Can you recast the material below as a JSON list of strings, one string per line, with blank lines left out?

::::::::::

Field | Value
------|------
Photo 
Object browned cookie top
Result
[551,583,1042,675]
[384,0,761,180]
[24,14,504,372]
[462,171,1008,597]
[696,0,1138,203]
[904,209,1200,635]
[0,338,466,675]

::::::::::

SOLUTION TO THIS PROBLEM |
[
  "Field | Value",
  "------|------",
  "Photo ",
  "Object browned cookie top",
  "Result",
  "[551,583,1042,675]",
  "[384,0,761,180]",
  "[24,14,504,372]",
  "[462,171,1008,597]",
  "[696,0,1138,203]",
  "[904,209,1200,635]",
  "[0,338,466,675]"
]